Exercício curto 1: Segundo a notícia, em que local será feita a cobrança do ISS nos casos de leasing e de planos de saúde? Explique em até três frases e indique o que a notícia aponta como base para essa regra.
Exercício curto 2: Transcreva da notícia o trecho entre "MARCO QUINTANA/JC" e "planos de saúde.", inclusive.

Trecho do documento:
------------------------

Marcha dos Prefeitos beneficia municípios, diz Ziulkoski

"O prefeito se obriga a ir a Brasília buscar alguma verba, e isso não se justifica mais"

"O prefeito se obriga a ir a Brasília buscar alguma verba, e isso não se justifica mais"


MARCO QUINTANA/JC
Uma das pautas apresentadas por gestores públicos na Marcha dos Prefeitos deste ano, a derrubada de veto presidencial à lei que reformulou o Imposto sobre Serviços de Qualquer Natureza (ISS) é comemorada pela Confederação Nacional dos Municípios (CNM). Conforme a legislação, a cobrança do ISS será feita no município onde se situa o estabelecimento do prestador do serviço ou no domicílio desse prestador, para operações com cartões de crédito, ou no endereço do tomador do serviço, no caso de leasing (arrendamento mercantil) e de planos de saúde.

------------------------

Material extraído:
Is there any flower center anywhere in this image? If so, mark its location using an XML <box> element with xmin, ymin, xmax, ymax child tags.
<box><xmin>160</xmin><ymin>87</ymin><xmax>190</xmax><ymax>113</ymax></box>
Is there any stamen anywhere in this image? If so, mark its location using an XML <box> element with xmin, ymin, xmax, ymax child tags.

------------------------

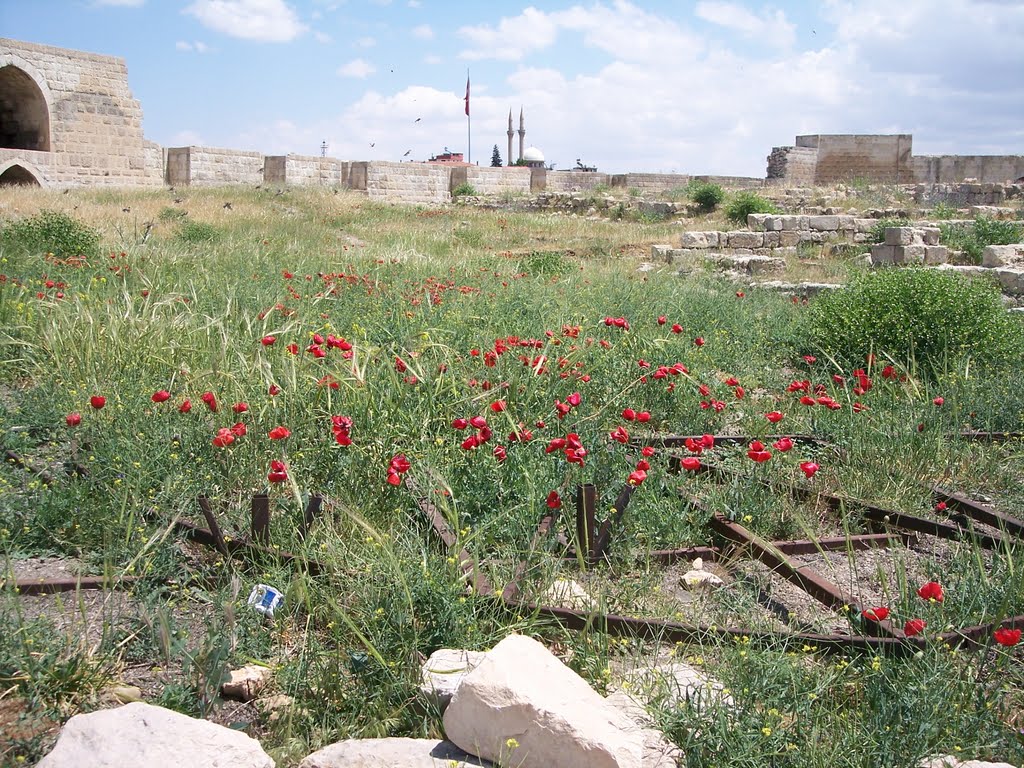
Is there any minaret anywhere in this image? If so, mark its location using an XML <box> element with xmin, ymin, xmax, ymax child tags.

------------------------

Resultado do exercício 1: Nos casos de leasing (arrendamento mercantil) e de planos de saúde, a cobrança do ISS será feita no endereço do tomador do serviço. Segundo a notícia, essa regra decorre da legislação que reformulou o Imposto sobre Serviços de Qualquer Natureza.

Resultado do exercício 2:
MARCO QUINTANA/JC
Uma das pautas apresentadas por gestores públicos na Marcha dos Prefeitos deste ano, a derrubada de veto presidencial à lei que reformulou o Imposto sobre Serviços de Qualquer Natureza (ISS) é comemorada pela Confederação Nacional dos Municípios (CNM). Conforme a legislação, a cobrança do ISS será feita no município onde se situa o estabelecimento do prestador do serviço ou no domicílio desse prestador, para operações com cartões de crédito, ou no endereço do tomador do serviço, no caso de leasing (arrendamento mercantil) e de planos de saúde.